Required work
The expected output is every entry, repeated word for word.

====== Information supplied

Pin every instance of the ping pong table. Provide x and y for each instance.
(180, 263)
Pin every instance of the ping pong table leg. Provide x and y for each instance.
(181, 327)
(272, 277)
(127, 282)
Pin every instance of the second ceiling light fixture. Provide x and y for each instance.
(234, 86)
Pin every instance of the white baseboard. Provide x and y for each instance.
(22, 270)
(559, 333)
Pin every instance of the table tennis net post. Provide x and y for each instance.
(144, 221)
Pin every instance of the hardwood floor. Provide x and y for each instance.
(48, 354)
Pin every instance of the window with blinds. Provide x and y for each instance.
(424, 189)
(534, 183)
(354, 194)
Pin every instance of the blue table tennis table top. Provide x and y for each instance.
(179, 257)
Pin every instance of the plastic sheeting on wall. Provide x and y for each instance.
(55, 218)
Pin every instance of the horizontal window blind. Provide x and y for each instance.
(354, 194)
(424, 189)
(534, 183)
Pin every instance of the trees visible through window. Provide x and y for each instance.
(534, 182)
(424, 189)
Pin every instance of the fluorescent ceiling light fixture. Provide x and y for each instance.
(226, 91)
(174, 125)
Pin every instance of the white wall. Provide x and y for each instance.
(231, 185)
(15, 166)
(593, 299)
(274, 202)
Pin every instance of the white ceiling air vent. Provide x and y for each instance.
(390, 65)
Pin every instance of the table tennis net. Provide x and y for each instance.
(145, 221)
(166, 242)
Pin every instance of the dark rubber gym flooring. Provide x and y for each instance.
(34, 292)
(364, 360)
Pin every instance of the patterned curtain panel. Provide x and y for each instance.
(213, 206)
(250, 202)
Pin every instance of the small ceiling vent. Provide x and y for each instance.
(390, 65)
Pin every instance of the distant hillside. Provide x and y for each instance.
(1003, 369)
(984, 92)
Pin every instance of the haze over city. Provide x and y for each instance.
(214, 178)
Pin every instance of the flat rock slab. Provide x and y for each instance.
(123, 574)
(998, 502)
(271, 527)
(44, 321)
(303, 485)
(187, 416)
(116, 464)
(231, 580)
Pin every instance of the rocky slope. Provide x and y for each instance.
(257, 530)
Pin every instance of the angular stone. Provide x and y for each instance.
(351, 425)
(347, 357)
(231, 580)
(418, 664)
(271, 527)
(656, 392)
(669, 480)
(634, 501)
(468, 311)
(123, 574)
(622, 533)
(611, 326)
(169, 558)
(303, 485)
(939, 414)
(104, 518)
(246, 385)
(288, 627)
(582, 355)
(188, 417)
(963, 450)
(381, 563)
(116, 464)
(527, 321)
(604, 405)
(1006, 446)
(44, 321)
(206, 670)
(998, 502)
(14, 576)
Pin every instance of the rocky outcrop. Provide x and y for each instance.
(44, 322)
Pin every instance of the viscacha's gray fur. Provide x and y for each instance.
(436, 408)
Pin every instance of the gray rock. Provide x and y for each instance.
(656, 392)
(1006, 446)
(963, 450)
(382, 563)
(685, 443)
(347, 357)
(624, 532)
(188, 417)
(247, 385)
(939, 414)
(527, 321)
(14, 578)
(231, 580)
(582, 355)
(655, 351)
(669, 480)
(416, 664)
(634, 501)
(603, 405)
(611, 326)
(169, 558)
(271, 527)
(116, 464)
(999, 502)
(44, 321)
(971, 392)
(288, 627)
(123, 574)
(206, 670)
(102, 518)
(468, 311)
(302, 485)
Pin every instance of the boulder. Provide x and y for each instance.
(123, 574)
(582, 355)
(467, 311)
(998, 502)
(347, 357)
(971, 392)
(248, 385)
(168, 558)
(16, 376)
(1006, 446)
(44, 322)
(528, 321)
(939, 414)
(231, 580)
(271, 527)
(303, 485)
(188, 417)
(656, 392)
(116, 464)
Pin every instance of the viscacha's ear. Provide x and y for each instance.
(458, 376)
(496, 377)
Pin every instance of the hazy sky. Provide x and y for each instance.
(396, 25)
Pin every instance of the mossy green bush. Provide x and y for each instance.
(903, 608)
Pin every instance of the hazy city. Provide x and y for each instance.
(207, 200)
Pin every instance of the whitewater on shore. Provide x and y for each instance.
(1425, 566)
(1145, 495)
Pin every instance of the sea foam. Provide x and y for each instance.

============

Response to the task
Pin every instance of the ping pong table. Provide x and y for each instance.
(180, 263)
Pin every instance of the ping pong table leg. Provide x and y for each instance.
(181, 327)
(272, 277)
(127, 282)
Pin every instance of the second ceiling light fixture. Provide x and y for each instance.
(234, 86)
Pin every instance of the white baseboard. Provide x and y for each instance.
(22, 270)
(559, 333)
Pin every instance of the table tennis net post. Provide x and y for each instance.
(144, 221)
Pin every instance of the hardwood floor. Provide x and y for each instance.
(48, 354)
Pin every instance of the window with blinds. Provide x and y for each instance.
(424, 189)
(534, 183)
(354, 194)
Pin every instance of the blue table tennis table top. Provide x and y for each instance.
(179, 257)
Pin every instance of the plastic sheeting on wall. Provide x and y for each instance.
(55, 218)
Pin every instance of the horizontal window blind. Provide x and y for each instance.
(354, 194)
(424, 189)
(534, 183)
Pin every instance of the trees visible through window. Provide x and y for each instance.
(534, 182)
(424, 189)
Pin every instance of the fluorescent ceiling light fixture. Provide x and y for each instance.
(226, 91)
(174, 125)
Pin every instance of the white wall. Provide x and y for each instance.
(231, 185)
(15, 166)
(593, 299)
(274, 202)
Pin every instance of the white ceiling air vent. Provide x and y for each instance.
(390, 65)
Pin every instance of the table tennis net. Provide x and y for each instance.
(145, 221)
(166, 242)
Pin every instance of the dark rubber gym flooring. Provide x and y for each instance.
(34, 292)
(364, 360)
Pin every instance of the patterned curtain panel. Provide x and y for each instance.
(213, 206)
(250, 202)
Pin every instance of the small ceiling vent. Provide x and y for each instance.
(390, 65)
Pin every instance of the distant hillside. Provide x and y for each instance.
(1003, 369)
(984, 92)
Pin every instance of the haze over city. Provide x and y for each instance.
(214, 178)
Pin every instance of the flat rock slab. Provide x and y for each instance.
(123, 574)
(998, 502)
(271, 527)
(44, 321)
(303, 485)
(187, 416)
(116, 464)
(231, 580)
Pin every instance of the rocky slope. Provide x and y for each instance.
(257, 530)
Pin every instance of the angular stone. Provide x and y for each instance.
(351, 425)
(347, 357)
(231, 580)
(418, 664)
(271, 527)
(656, 392)
(669, 480)
(634, 501)
(468, 311)
(123, 574)
(622, 533)
(611, 326)
(169, 558)
(303, 485)
(939, 414)
(104, 518)
(246, 385)
(288, 627)
(582, 355)
(188, 417)
(963, 450)
(381, 563)
(116, 464)
(527, 321)
(604, 405)
(1006, 446)
(44, 321)
(206, 670)
(998, 502)
(14, 576)
Pin every instance of the rocky outcrop. Provide x and y for each instance.
(44, 322)
Pin every instance of the viscacha's gray fur. Provide x and y for each instance.
(436, 408)
Pin every instance of the gray rock. Provide x and y for each instance.
(656, 392)
(1006, 446)
(963, 450)
(382, 563)
(685, 443)
(347, 357)
(624, 532)
(188, 417)
(247, 385)
(939, 414)
(527, 321)
(14, 578)
(231, 580)
(582, 355)
(655, 351)
(669, 480)
(416, 664)
(634, 501)
(603, 405)
(611, 326)
(169, 558)
(271, 527)
(116, 464)
(999, 502)
(44, 321)
(971, 392)
(288, 627)
(123, 574)
(206, 670)
(102, 518)
(468, 311)
(302, 485)
Pin every instance of the boulder. Provide x and y for each instance.
(123, 574)
(582, 355)
(467, 311)
(998, 502)
(347, 357)
(971, 392)
(248, 385)
(168, 558)
(16, 376)
(1006, 446)
(44, 322)
(528, 321)
(939, 414)
(231, 580)
(271, 527)
(303, 485)
(188, 417)
(656, 392)
(116, 464)
Pin every instance of the viscacha's ear. Provide x and y for each instance.
(458, 376)
(496, 377)
Pin every instance of the hazy sky. Provide x and y for each instance.
(396, 25)
Pin every instance of the mossy green bush. Provide x and y for each instance.
(903, 608)
Pin every instance of the hazy city. Provide x and y for each instance.
(207, 200)
Pin every instance of the whitewater on shore. Provide x and y for each instance.
(1425, 566)
(1145, 495)
Pin every instance of the sea foam. Provide x and y for each instance.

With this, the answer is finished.